• **Exercise instructions**
Please repeat every one of the items below word for word. Leave the pictures out of your answer.

Point labeling data based on photos:
[Begin]

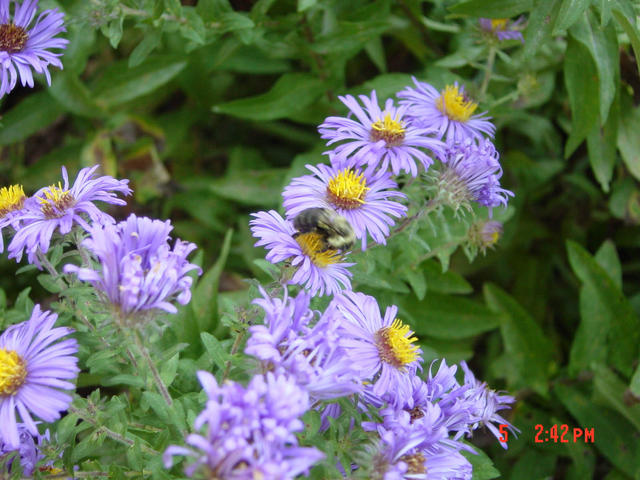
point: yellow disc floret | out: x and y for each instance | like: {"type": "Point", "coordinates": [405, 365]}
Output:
{"type": "Point", "coordinates": [395, 344]}
{"type": "Point", "coordinates": [13, 371]}
{"type": "Point", "coordinates": [312, 245]}
{"type": "Point", "coordinates": [56, 201]}
{"type": "Point", "coordinates": [499, 24]}
{"type": "Point", "coordinates": [455, 105]}
{"type": "Point", "coordinates": [11, 198]}
{"type": "Point", "coordinates": [388, 129]}
{"type": "Point", "coordinates": [347, 189]}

[End]

• **Exercise answer**
point: yellow disc floret | out: x and y for each instance | like: {"type": "Point", "coordinates": [405, 365]}
Output:
{"type": "Point", "coordinates": [395, 344]}
{"type": "Point", "coordinates": [13, 371]}
{"type": "Point", "coordinates": [312, 245]}
{"type": "Point", "coordinates": [56, 201]}
{"type": "Point", "coordinates": [499, 24]}
{"type": "Point", "coordinates": [455, 105]}
{"type": "Point", "coordinates": [11, 198]}
{"type": "Point", "coordinates": [388, 129]}
{"type": "Point", "coordinates": [347, 189]}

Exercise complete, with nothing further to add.